Problem to work on –
Reproduce the passage of the article below, starting with "The White Estate released" and going on through "the world church.".

───── Document text ─────

July 15, 2015

Ellen White Letters and Manuscripts to Be Released

Related news commentary: “Remembering July 16, 1915”

, news editor, Adventist Review

A collection of letters and manuscripts of Seventh-day Adventist Church cofounder Ellen G. White is being released on the Ellen G. White Estate website on Thursday, the 100th anniversary of her death.

The collection, previously only available to researchers at White research centers, contains about 50,000 pages of materials dating from 1845 to the months before White’s death on July 16, 1915.

The materials, which are not expected to contain any surprises, were not made widely available earlier because many are of a personal nature and make reference, sometimes in strong terms, to individuals by name, said James R. Nix, director of the White Estate.

But those people and their close relatives are no longer alive today, prompting the White Estate to decide in 2013 that the value of the materials outweigh those sensitivities and to release them during centennial commemorations of White’s life and ministry.

“Other archives will hold materials for 50 years or 100 years and then release them, so why shouldn’t we?” Nix said in an interview Tuesday. “Now it seems natural to put them on the website where everyone can have access to them 100 years after her death.”

A prominent link to the materials will be placed at the top of the homepage of the White Estate’s website, ellenwhite.org, from Thursday.

Upon her death, White placed the care of her unpublished writings in the hands of five life trustees. But her estate soon faced financial challenges, leading the General Conference, the administrative body of the Seventh-day Adventist Church, to purchase it outright. The church promptly returned the literary portion of the estate to the trustees in accordance with Ellen White’s written instructions in her Will.

Among the trustees was the General Conference president and other individuals whom White mentioned by name in unpublished, personal correspondence.

“Ellen G. White had written especially strong counsel to some of them, so they were not excited about the materials being released,” Nix said. “If you were the president of the General Conference, why would you want some pastor in the middle of the United States reading about you from the pulpit in church?”

The White Estate released the first book of previously unpublished material in 1932, a compilation titled Medical Ministry.

Researchers began to gain access to the unpublished materials in the 1930s with the understanding that any cited information had to first be approved jointly by the White Estate and the General Conference.

The rules were softened in the 1980s, and all unpublished materials are available at White research centers in all the divisions of the world church.

Nix said the unpublished collection includes family letters, letters addressed to individuals and institutions, diary materials, and manuscripts written for publication in books and periodicals such as the Review and Herald (now the Adventist Review).

The collection will only be available on the website for now but may be included on the Ellen G. White app in the future.

Nix said he didn’t expect any surprises to emerge from the documents.

“The materials have been gone over by researchers for years,” he said. “The portions that I have read were fascinating but not surprising.”

───── Data section ─────

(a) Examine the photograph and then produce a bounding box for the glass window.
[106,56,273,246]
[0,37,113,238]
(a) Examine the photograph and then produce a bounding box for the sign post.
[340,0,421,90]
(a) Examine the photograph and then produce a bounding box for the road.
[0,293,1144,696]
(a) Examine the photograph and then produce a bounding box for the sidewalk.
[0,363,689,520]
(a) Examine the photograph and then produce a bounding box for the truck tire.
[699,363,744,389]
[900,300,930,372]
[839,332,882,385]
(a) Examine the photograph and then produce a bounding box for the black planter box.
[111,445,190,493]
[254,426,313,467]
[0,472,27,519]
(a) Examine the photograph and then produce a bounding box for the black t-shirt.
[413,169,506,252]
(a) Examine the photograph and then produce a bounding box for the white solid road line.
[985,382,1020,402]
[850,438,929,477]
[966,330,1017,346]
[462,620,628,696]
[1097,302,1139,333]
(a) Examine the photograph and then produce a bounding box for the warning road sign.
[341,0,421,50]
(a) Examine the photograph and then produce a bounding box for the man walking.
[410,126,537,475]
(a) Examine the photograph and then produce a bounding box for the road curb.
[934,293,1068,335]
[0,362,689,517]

─────

Solved exercise –
The White Estate released the first book of previously unpublished material in 1932, a compilation titled Medical Ministry.

Researchers began to gain access to the unpublished materials in the 1930s with the understanding that any cited information had to first be approved jointly by the White Estate and the General Conference.

The rules were softened in the 1980s, and all unpublished materials are available at White research centers in all the divisions of the world church.